■ WRITTEN PROBLEM: Render all of the rows below as a numbered list, leaving out any blank lines.

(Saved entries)
━━━━━━━━━━━━━━━━━━━━
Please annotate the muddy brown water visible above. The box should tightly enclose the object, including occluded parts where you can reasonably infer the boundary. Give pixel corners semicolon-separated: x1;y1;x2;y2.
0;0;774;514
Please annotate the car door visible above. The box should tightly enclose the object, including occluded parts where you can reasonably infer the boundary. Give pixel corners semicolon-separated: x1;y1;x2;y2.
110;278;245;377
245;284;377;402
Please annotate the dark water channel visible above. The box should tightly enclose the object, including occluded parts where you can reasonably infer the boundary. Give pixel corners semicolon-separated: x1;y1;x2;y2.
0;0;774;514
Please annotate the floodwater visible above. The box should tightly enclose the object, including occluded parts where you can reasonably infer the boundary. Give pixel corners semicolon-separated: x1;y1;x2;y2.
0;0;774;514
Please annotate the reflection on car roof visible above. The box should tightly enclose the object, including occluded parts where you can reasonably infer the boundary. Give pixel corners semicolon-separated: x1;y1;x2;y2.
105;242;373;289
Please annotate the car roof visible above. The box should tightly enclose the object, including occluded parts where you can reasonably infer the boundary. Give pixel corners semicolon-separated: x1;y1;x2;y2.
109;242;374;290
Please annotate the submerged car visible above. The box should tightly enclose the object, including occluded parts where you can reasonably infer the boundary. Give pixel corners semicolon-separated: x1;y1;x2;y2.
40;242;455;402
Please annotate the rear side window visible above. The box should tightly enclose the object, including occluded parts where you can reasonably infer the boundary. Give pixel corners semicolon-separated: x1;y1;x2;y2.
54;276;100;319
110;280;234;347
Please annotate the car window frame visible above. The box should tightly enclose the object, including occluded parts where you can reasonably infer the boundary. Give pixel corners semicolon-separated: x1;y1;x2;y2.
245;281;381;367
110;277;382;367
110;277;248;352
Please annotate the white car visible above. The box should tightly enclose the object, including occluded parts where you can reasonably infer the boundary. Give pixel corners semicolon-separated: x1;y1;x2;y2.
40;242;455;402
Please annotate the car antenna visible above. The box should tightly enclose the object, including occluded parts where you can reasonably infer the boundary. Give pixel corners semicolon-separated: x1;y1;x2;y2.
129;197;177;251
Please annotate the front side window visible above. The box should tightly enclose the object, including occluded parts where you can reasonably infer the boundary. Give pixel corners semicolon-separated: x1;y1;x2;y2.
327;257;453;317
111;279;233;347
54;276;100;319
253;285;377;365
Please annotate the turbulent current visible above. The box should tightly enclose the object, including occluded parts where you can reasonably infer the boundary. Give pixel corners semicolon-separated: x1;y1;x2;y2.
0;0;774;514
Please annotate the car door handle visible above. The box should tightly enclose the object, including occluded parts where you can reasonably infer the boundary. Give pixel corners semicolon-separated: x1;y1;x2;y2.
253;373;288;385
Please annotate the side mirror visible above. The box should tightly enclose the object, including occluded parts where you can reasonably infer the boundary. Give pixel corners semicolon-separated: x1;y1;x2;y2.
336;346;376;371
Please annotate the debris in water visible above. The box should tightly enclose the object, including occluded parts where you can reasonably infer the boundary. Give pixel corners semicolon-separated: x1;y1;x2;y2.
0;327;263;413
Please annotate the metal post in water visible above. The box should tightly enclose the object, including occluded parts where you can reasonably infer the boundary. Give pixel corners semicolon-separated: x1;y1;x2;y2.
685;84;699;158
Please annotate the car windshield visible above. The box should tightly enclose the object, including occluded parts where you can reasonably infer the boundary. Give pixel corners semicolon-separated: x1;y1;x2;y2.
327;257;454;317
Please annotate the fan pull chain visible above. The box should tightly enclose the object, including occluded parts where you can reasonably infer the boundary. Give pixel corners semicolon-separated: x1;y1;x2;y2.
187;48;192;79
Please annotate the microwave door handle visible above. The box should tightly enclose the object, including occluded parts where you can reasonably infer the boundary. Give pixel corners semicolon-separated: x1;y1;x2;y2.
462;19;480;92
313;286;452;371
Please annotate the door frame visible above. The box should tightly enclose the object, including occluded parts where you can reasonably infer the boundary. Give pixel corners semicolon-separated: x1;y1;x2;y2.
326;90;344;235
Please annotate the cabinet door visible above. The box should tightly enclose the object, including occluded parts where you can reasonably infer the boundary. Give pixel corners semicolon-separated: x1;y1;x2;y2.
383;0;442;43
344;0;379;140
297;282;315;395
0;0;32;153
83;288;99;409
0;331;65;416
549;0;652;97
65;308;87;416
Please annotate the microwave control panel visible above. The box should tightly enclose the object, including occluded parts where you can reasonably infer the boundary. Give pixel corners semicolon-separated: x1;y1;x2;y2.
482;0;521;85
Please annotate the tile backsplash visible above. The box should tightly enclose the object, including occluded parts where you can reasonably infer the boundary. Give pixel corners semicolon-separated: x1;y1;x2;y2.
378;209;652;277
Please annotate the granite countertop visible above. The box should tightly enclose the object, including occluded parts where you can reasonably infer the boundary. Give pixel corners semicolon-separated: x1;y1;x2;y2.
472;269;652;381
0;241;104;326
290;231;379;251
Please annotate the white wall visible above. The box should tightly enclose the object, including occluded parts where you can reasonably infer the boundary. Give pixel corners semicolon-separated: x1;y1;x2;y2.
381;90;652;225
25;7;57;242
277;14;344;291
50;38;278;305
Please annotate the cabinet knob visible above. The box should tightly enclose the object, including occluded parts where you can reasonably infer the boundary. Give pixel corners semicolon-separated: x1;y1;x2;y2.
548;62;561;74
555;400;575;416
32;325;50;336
━━━━━━━━━━━━━━━━━━━━
■ WRITTEN REPLY:
1. Please annotate the muddy brown water visible above. The box should tightly enclose the object, including occluded parts where you can reasonably infer the boundary. Give pixel corners semicolon-separated: x1;y1;x2;y2.
2. 0;0;774;514
3. Please annotate the car door visible above. The box should tightly enclose the object, including occluded parts where you can reasonably infer the boundary. Give pixel corners semicolon-separated: x1;y1;x2;y2.
4. 110;278;245;377
5. 245;284;377;402
6. Please annotate the dark water channel visible above. The box should tightly enclose the object, including occluded parts where you can reasonably infer the boundary. Give pixel corners semicolon-separated: x1;y1;x2;y2.
7. 0;0;774;514
8. Please annotate the floodwater visible above. The box should tightly enclose the object, including occluded parts where you can reasonably infer the boundary. Give pixel corners semicolon-separated: x1;y1;x2;y2.
9. 0;0;774;514
10. Please annotate the reflection on car roof visible above. The box should tightly enclose the object, including occluded parts where you can reasonably infer the boundary. Give pixel corners semicolon-separated: x1;y1;x2;y2.
11. 105;242;373;289
12. Please annotate the car roof visible above. The box should tightly enclose the object, including occluded parts where you can reasonably infer the boundary. Give pixel corners semicolon-separated: x1;y1;x2;y2.
13. 109;242;374;290
14. Please annotate the submerged car visible above. The box should tightly enclose the object, including occluded parts where you can reasonably infer the boundary. Give pixel corners semicolon-separated: x1;y1;x2;y2.
15. 40;242;455;402
16. Please annotate the rear side window visible above. The box should tightly enclose the object, including occluded parts where you can reasonably infer the boundary. Give pixel corners semicolon-separated: x1;y1;x2;y2.
17. 54;276;100;319
18. 110;280;234;347
19. Please annotate the car window frame visible above. The box should tightly enclose the object, including occluded parts where you can reasonably infer the boundary. Give pixel corners semicolon-separated: x1;y1;x2;y2.
20. 245;281;381;367
21. 110;277;382;367
22. 110;277;248;352
23. Please annotate the white car visible above. The box should tightly enclose the object, including occluded parts where you can reasonably infer the boundary. Give pixel corners semicolon-separated: x1;y1;x2;y2.
24. 40;242;455;402
25. Please annotate the car antenna visible above. The box should tightly enclose the object, including occluded parts where you can reasonably infer the boundary. Give pixel corners semicolon-separated: x1;y1;x2;y2.
26. 129;197;177;251
27. Please annotate the front side window visible above. The box should tightly enclose the object, including occluded parts where you can reasonably infer the boundary. Give pixel corners semicolon-separated: x1;y1;x2;y2.
28. 327;257;453;317
29. 111;279;233;347
30. 54;276;100;319
31. 253;285;377;365
32. Please annotate the turbulent current visible above. The box should tightly enclose the object, including occluded parts where you can reasonably infer the boundary. Give pixel corners semicolon-separated: x1;y1;x2;y2.
33. 0;0;774;514
34. Please annotate the car door handle visible above. The box should tightly enclose the object, including occluded parts where you can reasonably infer the boundary. Give pixel corners semicolon-separated: x1;y1;x2;y2.
35. 253;373;288;385
36. Please annotate the side mirror visible above. The box should tightly enclose the object, including occluded parts where you can reasonably infer the boundary. Give pixel corners semicolon-separated: x1;y1;x2;y2.
37. 336;346;376;371
38. Please annotate the debris in water visible above. The box should tightly enclose the object, including occluded parts where you can reasonably infer the boundary. Give pixel corners semicolon-separated: x1;y1;x2;y2.
39. 0;327;263;413
40. Please annotate the metal post in water visible above. The box should tightly enclose the object, including occluded parts where you can reasonably infer the boundary. Give pixel corners semicolon-separated: x1;y1;x2;y2.
41. 685;84;699;158
42. Please annotate the car windshield visible above. The box should tightly enclose the object, including occluded parts where you can reasonably infer the boundary. Give pixel corners semicolon-separated: x1;y1;x2;y2.
43. 327;257;454;317
44. Please annotate the fan pull chain visible above. The box should tightly enclose the object, including occluded parts where you can reasonably infer the boundary. Give pixel corners semicolon-separated: x1;y1;x2;y2.
45. 187;48;192;79
46. Please annotate the microwave door handle visible above. The box should tightly enclose the object, including occluded parts where you can reasonably infer the boundary. Give pixel corners semicolon-separated: x1;y1;x2;y2.
47. 462;19;480;92
48. 313;286;452;371
49. Please annotate the door frame visible above. The box should tightly enclose the object, including occluded parts where you can reasonably infer the boundary. Give pixel corners semicolon-separated: x1;y1;x2;y2.
50. 326;90;344;235
51. Please annotate the cabinet door visible above. The box should tightly enclose the object, including occluded parts where you can reasonably infer the boundary. Give pixel corners semicolon-separated: x1;y1;x2;y2.
52. 383;0;442;43
53. 344;0;379;140
54. 297;282;315;395
55. 0;0;32;153
56. 83;288;99;409
57. 0;331;65;416
58. 549;0;652;97
59. 65;308;87;416
60. Please annotate the microwave control panel visible above. The box should tightly enclose the object, including occluded parts where you can reasonably infer the boundary. Give pixel corners semicolon-separated: x1;y1;x2;y2.
61. 482;0;521;85
62. Please annotate the tile backsplash visible above. The box should tightly enclose the object, including occluded parts where you can reasonably infer the boundary. Give pixel corners semicolon-separated: x1;y1;x2;y2.
63. 378;209;652;277
64. Please annotate the granite countertop visible above. The box should tightly enclose the object, including occluded parts where you can reasonably infer the boundary. Give pixel corners semicolon-separated: x1;y1;x2;y2.
65. 472;269;652;381
66. 0;241;104;326
67. 290;231;379;251
68. Please annotate the white wall visible above. The box should tightly enclose the object, including occluded parts where you can reasonably infer the boundary. Give pixel corners semicolon-separated: x1;y1;x2;y2.
69. 381;90;652;225
70. 25;7;57;242
71. 277;14;344;291
72. 50;38;278;305
73. Please annotate the cabinet knob visible above. The box should tightly enclose the object, including occluded parts where you can reasonably infer the boundary. Give pixel corners semicolon-separated: x1;y1;x2;y2.
74. 548;62;561;74
75. 555;400;575;416
76. 32;325;50;336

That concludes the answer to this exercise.